▶ _WORK TO COMPLETE_:
Whenever a line of the entries below holds the string "dress", copy that line and return it.

Data records
▼▼▼

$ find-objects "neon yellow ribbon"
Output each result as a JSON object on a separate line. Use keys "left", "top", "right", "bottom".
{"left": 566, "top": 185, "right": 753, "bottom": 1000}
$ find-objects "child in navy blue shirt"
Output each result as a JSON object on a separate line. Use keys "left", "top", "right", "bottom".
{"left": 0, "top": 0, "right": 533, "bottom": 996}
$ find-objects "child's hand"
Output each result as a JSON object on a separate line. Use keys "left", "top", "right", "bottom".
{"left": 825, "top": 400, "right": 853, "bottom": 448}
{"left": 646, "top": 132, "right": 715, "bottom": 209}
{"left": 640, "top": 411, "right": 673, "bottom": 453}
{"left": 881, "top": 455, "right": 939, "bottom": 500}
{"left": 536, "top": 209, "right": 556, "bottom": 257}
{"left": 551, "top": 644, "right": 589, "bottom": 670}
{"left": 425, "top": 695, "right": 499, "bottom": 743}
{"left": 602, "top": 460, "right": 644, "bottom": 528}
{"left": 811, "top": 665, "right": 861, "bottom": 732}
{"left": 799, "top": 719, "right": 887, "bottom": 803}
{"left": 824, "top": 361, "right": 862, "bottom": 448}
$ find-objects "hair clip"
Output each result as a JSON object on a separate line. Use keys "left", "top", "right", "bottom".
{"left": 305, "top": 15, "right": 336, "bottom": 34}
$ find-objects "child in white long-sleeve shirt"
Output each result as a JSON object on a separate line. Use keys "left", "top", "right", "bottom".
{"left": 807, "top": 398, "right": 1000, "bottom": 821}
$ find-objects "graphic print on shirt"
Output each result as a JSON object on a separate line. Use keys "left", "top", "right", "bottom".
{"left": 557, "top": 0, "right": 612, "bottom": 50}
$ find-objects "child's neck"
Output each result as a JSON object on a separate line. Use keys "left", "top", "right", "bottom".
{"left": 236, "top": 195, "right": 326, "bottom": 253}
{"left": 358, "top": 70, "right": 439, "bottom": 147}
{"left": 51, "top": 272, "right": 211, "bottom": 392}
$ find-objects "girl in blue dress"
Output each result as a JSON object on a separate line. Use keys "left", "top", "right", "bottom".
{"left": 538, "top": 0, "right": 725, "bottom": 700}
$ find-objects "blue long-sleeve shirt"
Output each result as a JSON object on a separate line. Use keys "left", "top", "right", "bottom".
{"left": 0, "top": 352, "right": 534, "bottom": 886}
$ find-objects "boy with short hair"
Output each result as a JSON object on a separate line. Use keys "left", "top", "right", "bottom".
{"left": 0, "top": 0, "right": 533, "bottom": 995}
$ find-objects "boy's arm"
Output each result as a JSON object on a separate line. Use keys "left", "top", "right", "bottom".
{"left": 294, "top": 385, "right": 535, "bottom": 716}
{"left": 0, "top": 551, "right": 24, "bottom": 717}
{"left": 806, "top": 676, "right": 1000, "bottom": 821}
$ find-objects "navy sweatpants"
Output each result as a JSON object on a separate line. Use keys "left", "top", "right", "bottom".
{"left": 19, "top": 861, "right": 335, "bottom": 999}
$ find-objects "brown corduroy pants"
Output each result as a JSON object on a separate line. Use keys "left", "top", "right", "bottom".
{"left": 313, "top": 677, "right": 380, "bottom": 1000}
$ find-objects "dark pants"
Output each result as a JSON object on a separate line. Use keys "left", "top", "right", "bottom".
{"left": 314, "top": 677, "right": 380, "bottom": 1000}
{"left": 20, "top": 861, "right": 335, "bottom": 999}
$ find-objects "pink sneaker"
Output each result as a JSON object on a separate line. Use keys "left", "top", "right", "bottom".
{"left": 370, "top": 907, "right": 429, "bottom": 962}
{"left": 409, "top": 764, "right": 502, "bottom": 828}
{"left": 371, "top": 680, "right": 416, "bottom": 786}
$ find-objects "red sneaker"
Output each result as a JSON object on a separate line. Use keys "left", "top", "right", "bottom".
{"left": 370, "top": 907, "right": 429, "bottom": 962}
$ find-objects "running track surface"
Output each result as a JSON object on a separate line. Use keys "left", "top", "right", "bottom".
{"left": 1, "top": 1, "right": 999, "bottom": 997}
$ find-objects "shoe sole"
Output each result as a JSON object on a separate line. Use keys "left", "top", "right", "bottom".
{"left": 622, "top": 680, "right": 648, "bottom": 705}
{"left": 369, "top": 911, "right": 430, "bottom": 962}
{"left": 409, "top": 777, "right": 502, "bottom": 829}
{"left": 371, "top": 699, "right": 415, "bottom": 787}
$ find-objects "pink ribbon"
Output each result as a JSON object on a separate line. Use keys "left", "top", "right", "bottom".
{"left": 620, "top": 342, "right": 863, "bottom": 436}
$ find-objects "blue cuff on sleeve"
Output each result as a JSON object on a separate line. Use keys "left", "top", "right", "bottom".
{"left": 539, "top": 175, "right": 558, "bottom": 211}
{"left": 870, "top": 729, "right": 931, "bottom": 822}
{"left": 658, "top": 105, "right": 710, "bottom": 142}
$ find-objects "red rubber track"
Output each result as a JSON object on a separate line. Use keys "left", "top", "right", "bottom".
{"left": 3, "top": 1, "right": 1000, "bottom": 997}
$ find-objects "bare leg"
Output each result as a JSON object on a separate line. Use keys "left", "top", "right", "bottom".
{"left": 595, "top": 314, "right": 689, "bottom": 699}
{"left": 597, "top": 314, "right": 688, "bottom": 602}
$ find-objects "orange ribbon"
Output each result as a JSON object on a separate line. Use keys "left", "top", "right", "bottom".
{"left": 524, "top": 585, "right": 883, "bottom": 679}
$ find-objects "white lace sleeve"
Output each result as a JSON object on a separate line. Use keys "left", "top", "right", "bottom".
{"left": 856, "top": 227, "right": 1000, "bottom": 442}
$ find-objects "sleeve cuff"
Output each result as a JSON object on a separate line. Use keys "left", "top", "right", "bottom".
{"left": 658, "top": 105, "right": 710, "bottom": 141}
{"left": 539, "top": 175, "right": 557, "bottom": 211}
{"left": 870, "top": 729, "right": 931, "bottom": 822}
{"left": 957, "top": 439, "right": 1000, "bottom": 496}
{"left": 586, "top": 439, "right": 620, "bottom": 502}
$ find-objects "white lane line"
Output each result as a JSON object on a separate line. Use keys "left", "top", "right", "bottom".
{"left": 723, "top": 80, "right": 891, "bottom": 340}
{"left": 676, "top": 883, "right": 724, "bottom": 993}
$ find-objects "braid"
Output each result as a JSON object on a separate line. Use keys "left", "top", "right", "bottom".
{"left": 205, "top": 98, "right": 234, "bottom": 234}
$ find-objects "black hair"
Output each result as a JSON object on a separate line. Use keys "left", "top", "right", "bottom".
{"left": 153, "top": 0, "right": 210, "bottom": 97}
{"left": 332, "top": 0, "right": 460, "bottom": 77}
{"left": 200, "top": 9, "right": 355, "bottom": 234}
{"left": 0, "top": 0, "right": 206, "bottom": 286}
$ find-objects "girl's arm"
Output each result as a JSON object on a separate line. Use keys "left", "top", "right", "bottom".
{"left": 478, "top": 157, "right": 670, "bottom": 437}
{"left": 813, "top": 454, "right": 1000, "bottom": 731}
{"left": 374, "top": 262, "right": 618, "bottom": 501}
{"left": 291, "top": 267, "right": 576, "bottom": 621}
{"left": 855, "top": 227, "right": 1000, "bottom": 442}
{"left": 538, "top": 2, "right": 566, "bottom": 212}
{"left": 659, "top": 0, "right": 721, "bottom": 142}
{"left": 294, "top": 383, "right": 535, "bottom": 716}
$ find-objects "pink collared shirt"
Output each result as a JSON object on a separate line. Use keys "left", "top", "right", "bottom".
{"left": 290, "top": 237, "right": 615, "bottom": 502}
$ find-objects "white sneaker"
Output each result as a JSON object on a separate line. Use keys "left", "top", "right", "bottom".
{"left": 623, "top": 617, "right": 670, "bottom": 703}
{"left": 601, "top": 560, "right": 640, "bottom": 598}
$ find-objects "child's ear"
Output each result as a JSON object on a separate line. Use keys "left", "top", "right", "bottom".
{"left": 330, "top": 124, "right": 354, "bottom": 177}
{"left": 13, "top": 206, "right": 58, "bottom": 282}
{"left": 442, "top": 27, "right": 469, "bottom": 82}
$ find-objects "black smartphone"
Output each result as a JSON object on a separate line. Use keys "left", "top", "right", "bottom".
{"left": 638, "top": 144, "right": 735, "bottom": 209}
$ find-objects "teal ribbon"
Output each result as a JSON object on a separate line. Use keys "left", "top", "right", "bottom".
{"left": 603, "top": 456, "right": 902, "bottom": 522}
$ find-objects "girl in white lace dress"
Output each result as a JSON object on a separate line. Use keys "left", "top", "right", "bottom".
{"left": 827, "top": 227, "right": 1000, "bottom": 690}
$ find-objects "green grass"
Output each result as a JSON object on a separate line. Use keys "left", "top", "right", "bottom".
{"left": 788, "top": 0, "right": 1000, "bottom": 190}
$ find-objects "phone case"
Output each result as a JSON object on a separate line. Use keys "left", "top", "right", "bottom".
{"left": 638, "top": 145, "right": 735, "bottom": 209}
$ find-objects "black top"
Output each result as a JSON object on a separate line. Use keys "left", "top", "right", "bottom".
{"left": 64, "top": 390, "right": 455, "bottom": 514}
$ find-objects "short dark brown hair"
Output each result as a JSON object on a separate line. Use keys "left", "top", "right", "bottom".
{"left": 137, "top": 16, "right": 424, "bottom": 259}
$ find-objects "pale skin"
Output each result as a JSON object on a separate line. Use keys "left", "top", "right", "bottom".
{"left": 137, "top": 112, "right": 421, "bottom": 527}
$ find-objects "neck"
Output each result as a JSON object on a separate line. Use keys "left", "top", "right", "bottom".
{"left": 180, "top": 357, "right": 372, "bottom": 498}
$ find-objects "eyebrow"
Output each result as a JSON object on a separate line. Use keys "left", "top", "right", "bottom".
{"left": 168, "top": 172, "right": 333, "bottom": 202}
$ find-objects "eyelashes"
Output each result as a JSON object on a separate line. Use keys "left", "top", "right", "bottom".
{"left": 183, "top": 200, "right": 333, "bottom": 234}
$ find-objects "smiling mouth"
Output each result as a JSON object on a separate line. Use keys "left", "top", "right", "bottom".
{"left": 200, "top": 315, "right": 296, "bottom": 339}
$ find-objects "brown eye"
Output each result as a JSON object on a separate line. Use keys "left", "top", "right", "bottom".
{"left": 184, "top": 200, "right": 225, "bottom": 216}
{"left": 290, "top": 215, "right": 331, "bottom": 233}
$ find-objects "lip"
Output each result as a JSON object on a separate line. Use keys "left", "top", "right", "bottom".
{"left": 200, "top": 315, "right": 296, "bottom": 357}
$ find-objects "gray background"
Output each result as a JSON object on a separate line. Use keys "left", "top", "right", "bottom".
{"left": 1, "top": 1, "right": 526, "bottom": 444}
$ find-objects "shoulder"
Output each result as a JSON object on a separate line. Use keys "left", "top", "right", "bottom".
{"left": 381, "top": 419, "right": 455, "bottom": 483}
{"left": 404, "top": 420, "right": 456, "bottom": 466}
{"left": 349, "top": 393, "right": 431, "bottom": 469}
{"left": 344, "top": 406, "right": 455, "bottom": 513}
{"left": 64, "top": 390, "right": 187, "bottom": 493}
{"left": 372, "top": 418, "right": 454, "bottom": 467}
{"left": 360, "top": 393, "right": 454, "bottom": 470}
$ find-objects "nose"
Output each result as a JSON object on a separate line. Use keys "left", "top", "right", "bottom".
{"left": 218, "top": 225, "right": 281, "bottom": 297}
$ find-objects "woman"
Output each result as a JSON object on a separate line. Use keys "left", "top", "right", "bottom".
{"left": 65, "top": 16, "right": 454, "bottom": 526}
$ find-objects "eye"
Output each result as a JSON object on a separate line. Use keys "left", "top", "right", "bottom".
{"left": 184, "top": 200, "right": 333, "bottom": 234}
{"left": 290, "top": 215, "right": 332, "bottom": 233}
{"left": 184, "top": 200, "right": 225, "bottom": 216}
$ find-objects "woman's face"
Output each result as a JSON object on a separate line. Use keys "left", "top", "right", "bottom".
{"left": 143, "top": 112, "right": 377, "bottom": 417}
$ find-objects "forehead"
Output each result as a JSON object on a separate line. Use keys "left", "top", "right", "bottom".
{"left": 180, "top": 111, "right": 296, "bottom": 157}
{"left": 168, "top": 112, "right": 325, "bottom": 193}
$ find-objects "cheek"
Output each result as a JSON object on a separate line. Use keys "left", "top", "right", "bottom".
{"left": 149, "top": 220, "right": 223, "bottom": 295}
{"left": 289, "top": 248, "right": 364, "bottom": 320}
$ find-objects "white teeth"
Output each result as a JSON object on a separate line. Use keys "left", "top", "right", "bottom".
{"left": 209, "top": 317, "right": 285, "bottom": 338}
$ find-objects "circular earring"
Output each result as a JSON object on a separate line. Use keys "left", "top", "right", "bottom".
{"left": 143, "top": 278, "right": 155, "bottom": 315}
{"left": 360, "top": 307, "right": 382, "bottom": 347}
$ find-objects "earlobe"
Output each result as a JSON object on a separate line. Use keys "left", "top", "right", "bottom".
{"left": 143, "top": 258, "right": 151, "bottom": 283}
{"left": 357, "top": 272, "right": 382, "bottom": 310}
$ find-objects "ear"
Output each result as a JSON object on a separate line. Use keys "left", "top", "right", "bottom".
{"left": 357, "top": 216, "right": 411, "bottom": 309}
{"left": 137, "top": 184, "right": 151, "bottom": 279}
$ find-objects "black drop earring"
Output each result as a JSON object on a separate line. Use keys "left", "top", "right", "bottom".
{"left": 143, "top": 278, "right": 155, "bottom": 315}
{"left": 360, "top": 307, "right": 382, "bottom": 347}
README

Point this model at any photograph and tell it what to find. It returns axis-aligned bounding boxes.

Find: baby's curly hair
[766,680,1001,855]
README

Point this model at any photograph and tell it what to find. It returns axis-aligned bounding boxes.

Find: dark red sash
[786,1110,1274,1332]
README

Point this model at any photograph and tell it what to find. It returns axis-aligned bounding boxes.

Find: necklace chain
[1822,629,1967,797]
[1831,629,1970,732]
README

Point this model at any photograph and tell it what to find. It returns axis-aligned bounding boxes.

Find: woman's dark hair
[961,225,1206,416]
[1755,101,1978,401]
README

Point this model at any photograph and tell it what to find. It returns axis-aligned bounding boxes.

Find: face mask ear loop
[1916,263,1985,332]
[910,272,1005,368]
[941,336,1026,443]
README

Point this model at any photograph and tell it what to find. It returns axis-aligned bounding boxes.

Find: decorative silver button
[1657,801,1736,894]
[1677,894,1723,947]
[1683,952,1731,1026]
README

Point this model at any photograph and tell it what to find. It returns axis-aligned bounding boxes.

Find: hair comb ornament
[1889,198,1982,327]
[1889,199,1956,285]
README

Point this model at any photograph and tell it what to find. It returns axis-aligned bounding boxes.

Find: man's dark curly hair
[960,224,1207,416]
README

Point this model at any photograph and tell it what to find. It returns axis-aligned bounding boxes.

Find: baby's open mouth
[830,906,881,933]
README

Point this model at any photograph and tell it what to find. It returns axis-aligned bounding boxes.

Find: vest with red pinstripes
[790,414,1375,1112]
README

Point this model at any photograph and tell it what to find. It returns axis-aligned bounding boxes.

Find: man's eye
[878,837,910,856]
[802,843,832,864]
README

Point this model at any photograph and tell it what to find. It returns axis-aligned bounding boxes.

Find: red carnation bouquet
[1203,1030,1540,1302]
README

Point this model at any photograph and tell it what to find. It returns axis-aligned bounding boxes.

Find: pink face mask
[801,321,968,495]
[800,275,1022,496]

▲▲▲

▶ _ANSWER_:
$ find-objects "girl in blue dress"
$ find-objects "girl in white lace dress"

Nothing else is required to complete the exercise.